══ SUPPLIED ENTRIES

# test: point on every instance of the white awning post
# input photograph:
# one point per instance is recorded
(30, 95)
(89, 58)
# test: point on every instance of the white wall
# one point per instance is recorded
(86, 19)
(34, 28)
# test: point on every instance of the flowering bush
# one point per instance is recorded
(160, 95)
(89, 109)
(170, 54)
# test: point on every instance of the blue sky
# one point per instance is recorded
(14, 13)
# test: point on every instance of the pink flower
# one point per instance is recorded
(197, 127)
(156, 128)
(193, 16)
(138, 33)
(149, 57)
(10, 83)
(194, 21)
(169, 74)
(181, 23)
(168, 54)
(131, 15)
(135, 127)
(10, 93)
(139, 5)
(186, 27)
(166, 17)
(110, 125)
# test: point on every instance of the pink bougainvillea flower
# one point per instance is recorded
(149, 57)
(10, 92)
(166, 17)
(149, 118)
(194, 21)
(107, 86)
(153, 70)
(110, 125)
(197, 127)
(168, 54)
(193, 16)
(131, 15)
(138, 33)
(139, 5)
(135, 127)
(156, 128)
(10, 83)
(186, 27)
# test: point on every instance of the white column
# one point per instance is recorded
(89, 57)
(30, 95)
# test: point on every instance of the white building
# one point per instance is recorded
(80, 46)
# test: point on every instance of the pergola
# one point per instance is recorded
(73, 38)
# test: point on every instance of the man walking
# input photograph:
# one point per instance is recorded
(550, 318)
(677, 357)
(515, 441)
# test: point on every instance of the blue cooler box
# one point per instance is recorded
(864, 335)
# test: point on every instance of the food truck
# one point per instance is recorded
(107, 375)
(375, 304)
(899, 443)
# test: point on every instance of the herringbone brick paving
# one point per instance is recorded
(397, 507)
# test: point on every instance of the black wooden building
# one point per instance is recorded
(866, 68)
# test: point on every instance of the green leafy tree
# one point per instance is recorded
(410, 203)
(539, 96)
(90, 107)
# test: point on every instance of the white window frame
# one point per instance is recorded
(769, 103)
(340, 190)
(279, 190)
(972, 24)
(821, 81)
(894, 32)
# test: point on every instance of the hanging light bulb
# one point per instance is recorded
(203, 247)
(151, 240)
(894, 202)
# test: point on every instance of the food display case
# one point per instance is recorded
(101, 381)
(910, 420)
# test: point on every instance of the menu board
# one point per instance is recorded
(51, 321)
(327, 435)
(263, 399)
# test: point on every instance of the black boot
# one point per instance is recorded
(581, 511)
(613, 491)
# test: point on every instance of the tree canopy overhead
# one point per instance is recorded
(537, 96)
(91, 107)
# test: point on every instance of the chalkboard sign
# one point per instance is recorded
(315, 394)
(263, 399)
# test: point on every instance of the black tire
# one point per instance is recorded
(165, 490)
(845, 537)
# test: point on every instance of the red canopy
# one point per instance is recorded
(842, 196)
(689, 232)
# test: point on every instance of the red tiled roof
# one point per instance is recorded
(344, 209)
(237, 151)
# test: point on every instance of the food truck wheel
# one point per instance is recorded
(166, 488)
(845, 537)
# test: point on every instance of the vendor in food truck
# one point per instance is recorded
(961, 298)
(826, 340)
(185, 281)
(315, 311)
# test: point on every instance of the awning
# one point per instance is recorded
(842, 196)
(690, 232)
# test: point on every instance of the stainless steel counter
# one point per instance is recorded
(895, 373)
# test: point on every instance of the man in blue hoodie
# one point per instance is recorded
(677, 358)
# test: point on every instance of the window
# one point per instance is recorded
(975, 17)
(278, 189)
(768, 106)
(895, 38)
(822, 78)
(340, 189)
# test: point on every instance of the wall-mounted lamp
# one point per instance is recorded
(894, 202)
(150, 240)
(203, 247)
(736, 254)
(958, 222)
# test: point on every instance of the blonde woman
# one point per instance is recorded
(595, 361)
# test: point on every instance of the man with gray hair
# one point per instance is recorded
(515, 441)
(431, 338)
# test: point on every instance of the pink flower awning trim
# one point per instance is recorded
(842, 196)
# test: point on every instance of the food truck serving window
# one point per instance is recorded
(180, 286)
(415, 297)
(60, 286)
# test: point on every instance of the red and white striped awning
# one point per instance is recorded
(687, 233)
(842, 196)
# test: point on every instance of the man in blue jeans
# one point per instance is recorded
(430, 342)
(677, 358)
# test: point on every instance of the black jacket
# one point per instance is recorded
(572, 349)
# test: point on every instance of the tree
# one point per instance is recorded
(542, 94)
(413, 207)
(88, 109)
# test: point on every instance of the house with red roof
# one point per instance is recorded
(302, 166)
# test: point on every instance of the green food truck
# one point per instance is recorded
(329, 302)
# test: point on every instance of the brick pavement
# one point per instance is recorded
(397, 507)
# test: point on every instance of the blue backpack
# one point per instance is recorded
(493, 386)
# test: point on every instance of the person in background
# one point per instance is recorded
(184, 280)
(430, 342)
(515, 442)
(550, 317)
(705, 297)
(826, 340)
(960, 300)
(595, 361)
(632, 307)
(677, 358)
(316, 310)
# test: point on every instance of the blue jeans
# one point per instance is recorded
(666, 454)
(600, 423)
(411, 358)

════

EXERCISE: Write the records out once more. Change nothing.

ANSWER FOR THIS EXERCISE:
# test: point on every instance of the white awning post
# input photograph:
# one point per instance is recorded
(30, 95)
(89, 58)
# test: point on every instance of the white wall
# one point per instance is recorded
(86, 19)
(34, 28)
# test: point on every instance of the flowering bush
# one point per instance is recorded
(160, 95)
(89, 109)
(170, 54)
# test: point on every instance of the blue sky
# one point per instance is recorded
(14, 13)
# test: point on every instance of the pink flower
# one point per instance is recorded
(197, 127)
(156, 128)
(193, 16)
(138, 33)
(149, 57)
(10, 83)
(194, 21)
(169, 74)
(181, 23)
(168, 54)
(131, 15)
(135, 127)
(10, 93)
(139, 5)
(186, 27)
(166, 17)
(110, 125)
# test: point on every instance of the pink bougainvillea flower
# one point per instance is recorded
(149, 57)
(10, 92)
(166, 17)
(149, 118)
(194, 21)
(107, 86)
(153, 70)
(110, 125)
(197, 127)
(168, 54)
(193, 16)
(131, 15)
(138, 33)
(139, 5)
(135, 127)
(156, 128)
(10, 83)
(186, 27)
# test: point on every instance of the white column
# one point per instance is recorded
(89, 57)
(30, 95)
# test: point on every instance of the white building
# one point per instance is recorded
(80, 46)
# test: point on every instance of the pergola
# one point per instance is recorded
(73, 38)
# test: point on every instance of the man walking
# input photograph:
# one point per instance is recorded
(550, 318)
(677, 357)
(515, 441)
# test: point on every instance of the blue cooler box
# one point per instance is recorded
(864, 335)
# test: point on every instance of the food truck
# one point per instance is recorded
(107, 375)
(375, 304)
(899, 443)
# test: point on every instance of the herringbone brick paving
# one point per instance is recorded
(397, 507)
# test: point on every instance of the black wooden building
# one point per instance is recorded
(866, 68)
# test: point on every instance of the green leafy tree
# one point per instance is recorded
(410, 203)
(539, 96)
(90, 107)
# test: point on every instance of the white window frame
# one point per instance is recorded
(769, 103)
(340, 190)
(279, 190)
(972, 24)
(821, 81)
(894, 32)
# test: point on every instance of the hanging light bulb
# one point per instance is recorded
(203, 247)
(151, 240)
(894, 202)
# test: point on every instance of the food display case
# one point per instance is recorded
(101, 381)
(910, 420)
# test: point on every instance of the menu board
# one point per instance is recorded
(51, 321)
(327, 435)
(263, 399)
# test: point on every instance of the black boot
# one point per instance is recorded
(581, 511)
(613, 491)
# test: point on every instance of the tree canopy overhead
# one point per instance is recorded
(537, 96)
(91, 107)
# test: point on every instance of the chalkboard sign
# one point per instance is recorded
(315, 394)
(263, 399)
# test: point on every instance of the black tire
# one point per instance is recorded
(165, 490)
(845, 537)
# test: point on every instance of the red canopy
# one point per instance is recorded
(842, 196)
(689, 232)
# test: point on every instance of the red tiled roof
# one point per instance is recorded
(344, 209)
(237, 151)
# test: point on every instance of the food truck wheel
# one point per instance is recorded
(166, 488)
(845, 537)
# test: point on every instance of the vendor in food truck
# one point per instance is recorded
(961, 298)
(826, 340)
(185, 281)
(315, 311)
# test: point on every instance of the awning
# one point per instance is recorded
(842, 196)
(690, 232)
# test: point on every instance of the stainless steel counter
# one point per instance is recorded
(895, 373)
# test: point on every instance of the man in blue hoodie
# one point per instance is recorded
(677, 358)
# test: point on every instance of the window
# one point per instance is recorded
(975, 17)
(278, 189)
(768, 106)
(895, 38)
(822, 78)
(340, 189)
# test: point on every instance of the wall-mounted lamp
# one point per instance is recorded
(894, 202)
(150, 240)
(203, 247)
(736, 254)
(958, 222)
# test: point on every instance of the blonde woman
# one point per instance is recorded
(595, 361)
# test: point on every instance of the man with gray hair
# one point per instance is recorded
(515, 441)
(431, 338)
# test: point on every instance of the pink flower awning trim
# one point per instance is recorded
(842, 196)
# test: point on every instance of the food truck serving window
# one point per instance is recorded
(180, 286)
(415, 297)
(60, 286)
# test: point on every instance of the red and white striped awning
# one point per instance is recorded
(687, 233)
(842, 196)
# test: point on every instance of the man in blue jeans
# one point per instance is recorded
(430, 342)
(677, 358)
# test: point on every instance of the black jacket
# one point per instance is recorded
(572, 349)
# test: point on every instance of the tree
# one point per instance is recorded
(542, 94)
(413, 207)
(88, 109)
# test: point on every instance of the house with red roof
# one point per instance is recorded
(302, 166)
# test: point on every instance of the green food truck
# one point per instance is recorded
(329, 302)
# test: point on every instance of the brick pavement
# one point per instance is recorded
(397, 507)
# test: point on every instance of the blue backpack
# one point per instance is recorded
(493, 386)
# test: point on every instance of the person in background
# one point per instance is recorded
(184, 280)
(430, 342)
(515, 442)
(550, 317)
(705, 297)
(826, 340)
(960, 300)
(595, 361)
(632, 307)
(677, 358)
(316, 310)
# test: point on every instance of the blue jeans
# one point per instance is recorded
(666, 454)
(600, 423)
(411, 358)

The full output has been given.